──────── Information provided
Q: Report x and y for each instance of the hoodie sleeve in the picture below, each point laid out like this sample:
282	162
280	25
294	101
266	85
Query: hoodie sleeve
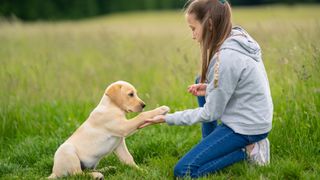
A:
216	98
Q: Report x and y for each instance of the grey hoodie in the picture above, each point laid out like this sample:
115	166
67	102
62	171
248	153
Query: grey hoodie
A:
242	98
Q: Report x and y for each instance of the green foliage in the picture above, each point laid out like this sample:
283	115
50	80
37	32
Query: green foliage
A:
53	74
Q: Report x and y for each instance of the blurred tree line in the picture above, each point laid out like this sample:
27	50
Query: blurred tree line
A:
74	9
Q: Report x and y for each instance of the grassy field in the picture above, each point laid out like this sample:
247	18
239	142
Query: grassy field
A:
53	74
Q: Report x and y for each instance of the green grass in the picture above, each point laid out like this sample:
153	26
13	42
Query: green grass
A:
53	74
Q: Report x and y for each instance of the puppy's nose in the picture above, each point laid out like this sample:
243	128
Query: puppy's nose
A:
143	105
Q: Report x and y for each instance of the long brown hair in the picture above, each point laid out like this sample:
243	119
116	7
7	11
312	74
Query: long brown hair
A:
215	18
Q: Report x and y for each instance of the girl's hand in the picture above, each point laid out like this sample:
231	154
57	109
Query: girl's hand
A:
156	120
197	89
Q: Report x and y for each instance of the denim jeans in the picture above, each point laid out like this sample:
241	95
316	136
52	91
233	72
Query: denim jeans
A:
220	147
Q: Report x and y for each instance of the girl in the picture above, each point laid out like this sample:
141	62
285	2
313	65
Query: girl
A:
236	89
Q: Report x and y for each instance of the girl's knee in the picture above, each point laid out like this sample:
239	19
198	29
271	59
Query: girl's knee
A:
178	171
182	170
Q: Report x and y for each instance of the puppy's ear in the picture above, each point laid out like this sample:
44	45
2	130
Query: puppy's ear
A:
114	93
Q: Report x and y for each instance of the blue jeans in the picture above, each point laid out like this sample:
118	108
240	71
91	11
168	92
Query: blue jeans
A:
219	148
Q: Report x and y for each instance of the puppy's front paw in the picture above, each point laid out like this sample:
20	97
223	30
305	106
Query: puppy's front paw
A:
163	110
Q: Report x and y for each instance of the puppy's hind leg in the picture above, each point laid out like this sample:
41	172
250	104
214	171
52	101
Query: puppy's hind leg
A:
66	161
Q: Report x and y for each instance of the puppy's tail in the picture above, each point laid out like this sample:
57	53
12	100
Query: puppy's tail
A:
52	176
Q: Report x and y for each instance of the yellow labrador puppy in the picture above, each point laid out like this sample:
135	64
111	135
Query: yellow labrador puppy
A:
103	132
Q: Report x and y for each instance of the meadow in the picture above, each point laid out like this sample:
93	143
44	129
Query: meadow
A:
53	74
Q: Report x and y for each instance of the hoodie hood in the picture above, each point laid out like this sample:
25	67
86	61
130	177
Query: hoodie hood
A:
239	40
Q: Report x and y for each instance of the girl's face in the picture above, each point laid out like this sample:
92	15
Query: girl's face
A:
195	26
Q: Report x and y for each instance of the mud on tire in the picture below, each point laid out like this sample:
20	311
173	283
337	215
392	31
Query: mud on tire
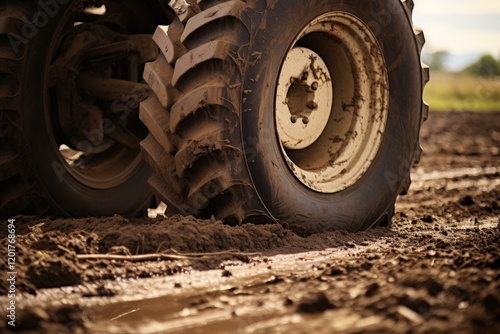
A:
53	67
225	87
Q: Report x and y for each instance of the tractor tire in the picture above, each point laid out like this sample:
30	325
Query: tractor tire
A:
70	87
263	112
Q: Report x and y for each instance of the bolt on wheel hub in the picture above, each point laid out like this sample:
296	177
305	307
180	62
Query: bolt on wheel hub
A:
303	99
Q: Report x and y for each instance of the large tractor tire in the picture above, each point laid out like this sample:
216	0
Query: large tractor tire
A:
70	86
306	112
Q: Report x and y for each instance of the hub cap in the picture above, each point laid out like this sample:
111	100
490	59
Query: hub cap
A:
332	102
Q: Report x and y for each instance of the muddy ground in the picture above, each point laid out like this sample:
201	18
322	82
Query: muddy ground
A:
435	270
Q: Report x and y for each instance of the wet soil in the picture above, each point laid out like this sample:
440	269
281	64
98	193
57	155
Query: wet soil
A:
436	269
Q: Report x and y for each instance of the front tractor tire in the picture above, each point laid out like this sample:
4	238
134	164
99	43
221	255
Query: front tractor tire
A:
70	85
263	112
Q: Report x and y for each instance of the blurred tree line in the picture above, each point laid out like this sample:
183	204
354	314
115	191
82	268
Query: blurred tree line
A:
485	66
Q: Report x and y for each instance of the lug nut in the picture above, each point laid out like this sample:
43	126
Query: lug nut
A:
312	105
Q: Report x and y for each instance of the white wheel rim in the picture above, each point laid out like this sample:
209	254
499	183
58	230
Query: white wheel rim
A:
330	123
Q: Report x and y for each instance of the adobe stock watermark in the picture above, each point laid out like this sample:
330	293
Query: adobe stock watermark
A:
11	273
30	29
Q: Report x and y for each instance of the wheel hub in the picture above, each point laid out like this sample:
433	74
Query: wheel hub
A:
304	99
329	143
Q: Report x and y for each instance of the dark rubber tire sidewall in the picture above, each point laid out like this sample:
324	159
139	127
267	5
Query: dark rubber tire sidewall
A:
66	195
372	196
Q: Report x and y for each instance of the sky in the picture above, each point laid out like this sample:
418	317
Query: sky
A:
465	28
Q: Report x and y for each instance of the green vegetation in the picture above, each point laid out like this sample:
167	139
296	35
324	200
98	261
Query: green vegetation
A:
475	88
486	66
462	92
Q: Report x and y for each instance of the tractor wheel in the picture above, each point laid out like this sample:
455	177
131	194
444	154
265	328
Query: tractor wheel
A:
263	112
70	88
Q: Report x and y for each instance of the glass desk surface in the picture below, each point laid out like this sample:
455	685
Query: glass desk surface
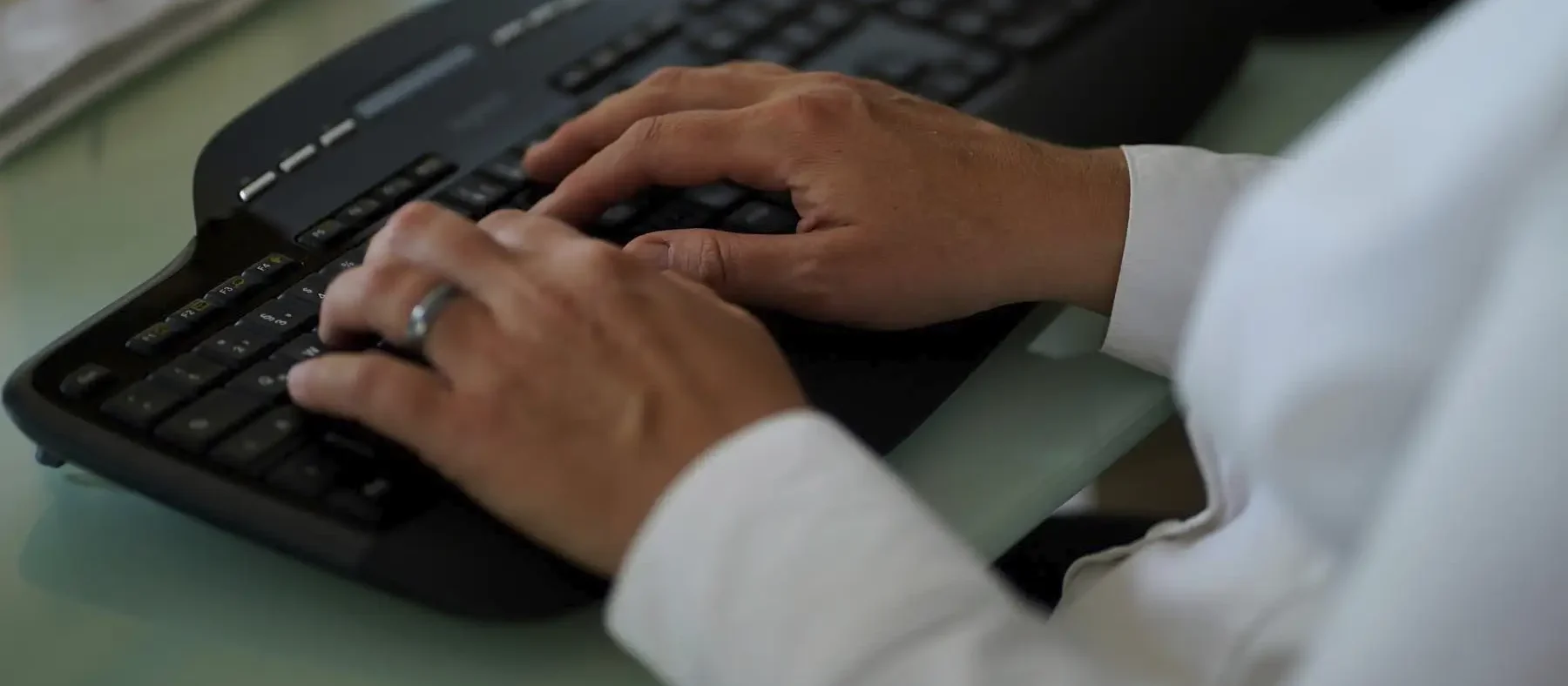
────────────────
Locate each line in the records above that contains the string "green" and copy it out in full. Treat the match as case-sensitive.

▸ Output of the exercise
Q: Report x and y for each instance of the green foliage in the picture above, each point laid out like this sample:
Query: green foliage
Q: Report x and y for each instance of the green grass in the picture above, each point laid out like this sample:
Query: green grass
Q: Report x and y for each instance of the green vegetation in the picture above, each point laid out like this sample:
Query: green vegetation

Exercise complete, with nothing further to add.